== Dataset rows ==

--- Begin ---

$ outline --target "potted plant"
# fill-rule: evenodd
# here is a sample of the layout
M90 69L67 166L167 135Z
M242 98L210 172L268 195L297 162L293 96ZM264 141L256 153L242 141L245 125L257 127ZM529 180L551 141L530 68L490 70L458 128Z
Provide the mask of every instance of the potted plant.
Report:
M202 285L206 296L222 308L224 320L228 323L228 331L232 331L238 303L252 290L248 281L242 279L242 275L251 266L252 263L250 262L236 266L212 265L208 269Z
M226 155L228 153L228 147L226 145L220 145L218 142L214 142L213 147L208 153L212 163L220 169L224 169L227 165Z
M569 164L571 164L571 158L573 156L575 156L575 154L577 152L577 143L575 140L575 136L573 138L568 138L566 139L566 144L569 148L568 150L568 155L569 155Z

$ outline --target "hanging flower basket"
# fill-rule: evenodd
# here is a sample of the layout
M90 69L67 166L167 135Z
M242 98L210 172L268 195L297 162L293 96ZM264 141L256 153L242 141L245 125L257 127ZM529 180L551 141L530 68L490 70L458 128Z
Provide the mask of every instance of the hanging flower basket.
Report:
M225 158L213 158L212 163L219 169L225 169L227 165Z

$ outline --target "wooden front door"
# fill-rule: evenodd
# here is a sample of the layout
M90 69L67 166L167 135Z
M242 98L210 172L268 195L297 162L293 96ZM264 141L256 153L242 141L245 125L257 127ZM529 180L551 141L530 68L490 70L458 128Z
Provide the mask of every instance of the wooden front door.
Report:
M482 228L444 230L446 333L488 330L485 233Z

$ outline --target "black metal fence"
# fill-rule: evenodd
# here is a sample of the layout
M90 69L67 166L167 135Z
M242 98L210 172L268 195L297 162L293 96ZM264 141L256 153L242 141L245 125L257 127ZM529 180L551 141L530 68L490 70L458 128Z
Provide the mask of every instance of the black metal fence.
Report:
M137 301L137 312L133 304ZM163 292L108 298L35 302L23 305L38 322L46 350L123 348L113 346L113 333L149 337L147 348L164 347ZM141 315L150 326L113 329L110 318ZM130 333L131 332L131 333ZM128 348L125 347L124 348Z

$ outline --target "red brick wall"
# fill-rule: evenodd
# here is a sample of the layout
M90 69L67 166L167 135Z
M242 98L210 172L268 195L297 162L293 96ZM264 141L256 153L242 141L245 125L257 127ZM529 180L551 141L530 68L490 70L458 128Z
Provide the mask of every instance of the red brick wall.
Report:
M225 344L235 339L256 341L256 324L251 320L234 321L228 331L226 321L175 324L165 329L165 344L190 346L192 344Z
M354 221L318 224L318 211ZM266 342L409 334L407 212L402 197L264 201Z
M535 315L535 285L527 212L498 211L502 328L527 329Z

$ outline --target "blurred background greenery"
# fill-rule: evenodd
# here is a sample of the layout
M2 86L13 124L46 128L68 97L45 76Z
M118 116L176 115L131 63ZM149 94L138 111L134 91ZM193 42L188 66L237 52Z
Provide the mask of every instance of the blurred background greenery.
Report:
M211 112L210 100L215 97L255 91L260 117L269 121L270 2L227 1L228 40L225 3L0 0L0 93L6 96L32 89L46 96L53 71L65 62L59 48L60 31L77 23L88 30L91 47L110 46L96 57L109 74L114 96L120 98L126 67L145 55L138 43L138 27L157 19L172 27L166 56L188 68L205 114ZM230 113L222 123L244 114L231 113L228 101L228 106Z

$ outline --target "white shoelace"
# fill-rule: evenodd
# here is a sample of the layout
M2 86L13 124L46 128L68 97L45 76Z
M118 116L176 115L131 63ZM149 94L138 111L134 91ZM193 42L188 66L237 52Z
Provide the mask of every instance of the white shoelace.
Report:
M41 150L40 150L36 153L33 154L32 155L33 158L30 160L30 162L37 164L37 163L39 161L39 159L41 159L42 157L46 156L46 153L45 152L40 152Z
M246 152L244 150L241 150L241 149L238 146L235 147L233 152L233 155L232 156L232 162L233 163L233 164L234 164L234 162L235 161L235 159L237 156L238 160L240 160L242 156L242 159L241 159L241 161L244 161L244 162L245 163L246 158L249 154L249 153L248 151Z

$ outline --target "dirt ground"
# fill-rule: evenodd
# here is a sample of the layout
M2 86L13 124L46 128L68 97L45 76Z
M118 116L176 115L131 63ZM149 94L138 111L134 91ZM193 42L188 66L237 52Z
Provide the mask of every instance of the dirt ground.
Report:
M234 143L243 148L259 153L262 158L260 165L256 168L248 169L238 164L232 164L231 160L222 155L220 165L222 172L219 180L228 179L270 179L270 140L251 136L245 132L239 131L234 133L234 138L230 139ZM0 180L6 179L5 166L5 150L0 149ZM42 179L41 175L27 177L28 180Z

--- End ---

== What needs to be done ==
Arrange the lines above as a numbered list, skipping any blank lines.

== Exercise solution ==
1. $ outline --target "potted plant"
2. # fill-rule: evenodd
3. # here is a sample of the layout
4. M90 69L67 166L167 135Z
5. M242 98L210 172L268 195L297 162L293 96ZM264 141L256 153L242 141L245 125L257 127ZM529 180L551 141L530 68L490 70L458 128Z
6. Provide the mask of every instance of the potted plant.
7. Report:
8. M202 285L206 296L222 308L224 320L228 323L228 331L232 331L238 303L252 290L248 281L242 279L242 275L251 266L252 263L250 262L236 266L212 265L208 269Z
9. M226 155L228 153L228 147L226 145L220 145L218 142L214 142L213 147L208 153L212 163L220 169L224 169L227 165Z
10. M569 164L571 164L571 158L573 156L575 156L575 154L577 152L577 143L575 140L575 136L573 138L568 138L566 139L566 144L569 148L568 150L568 155L569 155Z
11. $ outline --target "hanging flower basket"
12. # fill-rule: evenodd
13. # here is a sample of the layout
14. M90 69L67 166L167 135Z
15. M242 98L210 172L268 195L297 162L293 96ZM264 141L256 153L242 141L245 125L257 127ZM529 180L551 141L530 68L490 70L458 128Z
16. Provide the mask of every instance of the hanging flower basket.
17. Report:
18. M225 158L213 158L212 163L219 169L225 169L227 165Z
19. $ outline --target "wooden front door"
20. # fill-rule: evenodd
21. # here is a sample of the layout
22. M90 69L67 166L167 135Z
23. M242 98L210 172L268 195L297 162L293 96ZM264 141L256 153L242 141L245 125L257 127ZM529 180L551 141L530 68L490 70L458 128Z
24. Provide the mask of every instance of the wooden front door.
25. Report:
26. M482 228L444 230L446 333L488 330L485 233Z
27. $ outline --target "black metal fence"
28. # fill-rule: evenodd
29. # here is a sample of the layout
30. M90 69L67 166L167 135Z
31. M242 98L210 172L268 195L297 162L293 96ZM264 141L256 153L242 141L245 125L257 127ZM529 180L551 141L530 68L490 70L458 128Z
32. Provide the mask of every instance of the black metal fence.
33. Report:
34. M137 301L137 312L133 304ZM163 292L108 298L35 302L23 305L38 322L46 350L123 348L113 346L113 333L149 337L147 348L164 347ZM141 315L150 326L113 329L110 318ZM130 333L131 332L131 333ZM128 348L125 347L124 348Z
35. $ outline --target "red brick wall"
36. # fill-rule: evenodd
37. # here is a sample of the layout
38. M90 69L67 166L167 135Z
39. M242 98L210 172L268 195L297 162L293 96ZM264 141L256 153L242 141L245 125L257 127ZM529 180L551 141L530 68L490 70L458 128Z
40. Provide the mask of every instance of the red brick wall.
41. Report:
42. M225 344L235 339L256 341L256 324L251 320L234 321L228 331L226 321L175 324L165 329L165 344L190 346L192 344Z
43. M354 221L318 224L318 211ZM266 342L409 334L407 212L402 197L264 201Z
44. M535 315L535 285L527 212L498 211L502 328L527 329Z
45. $ outline --target "blurred background greenery"
46. # fill-rule: evenodd
47. # here is a sample of the layout
48. M2 86L13 124L46 128L68 97L45 76Z
49. M118 116L176 115L131 63ZM149 94L138 111L134 91ZM193 42L188 66L237 52Z
50. Provide the mask of every instance of the blurred background greenery.
51. Report:
52. M211 112L210 100L215 97L255 91L260 117L269 121L270 2L227 1L228 40L225 3L0 0L0 93L6 96L32 89L46 96L53 71L65 62L59 48L60 31L77 23L88 30L91 47L110 46L96 57L109 74L114 96L120 98L126 67L145 55L138 43L138 27L157 19L172 27L166 56L188 68L205 114ZM230 113L222 123L244 114L231 113L228 101L228 106Z
53. $ outline --target "white shoelace"
54. # fill-rule: evenodd
55. # here is a sample of the layout
56. M2 86L13 124L46 128L68 97L45 76Z
57. M118 116L176 115L131 63ZM149 94L138 111L134 91ZM193 42L188 66L237 52Z
58. Provide the mask of every instance of the white shoelace.
59. Report:
60. M41 150L40 150L36 153L33 154L32 155L33 158L30 160L30 162L37 164L37 163L39 161L39 159L41 159L42 157L46 156L46 153L45 152L40 152Z
61. M246 152L244 150L241 150L241 149L238 146L235 147L233 152L233 155L232 156L232 162L233 163L233 164L234 164L234 162L235 161L235 159L237 156L238 160L240 160L242 156L242 159L241 159L241 161L244 161L244 162L245 163L246 158L249 154L249 153L248 151Z
62. $ outline --target "dirt ground"
63. # fill-rule: evenodd
64. # here is a sample of the layout
65. M2 86L13 124L46 128L68 97L45 76Z
66. M118 116L176 115L131 63ZM149 94L138 111L134 91ZM193 42L188 66L237 52Z
67. Provide the mask of every instance of the dirt ground.
68. Report:
69. M234 143L243 148L259 153L262 158L260 165L256 168L248 169L238 164L232 164L231 160L222 155L220 165L222 172L219 180L228 179L270 179L270 140L251 136L245 132L239 131L234 133L234 138L230 139ZM0 180L6 179L5 166L5 150L0 149ZM42 179L41 175L27 177L28 180Z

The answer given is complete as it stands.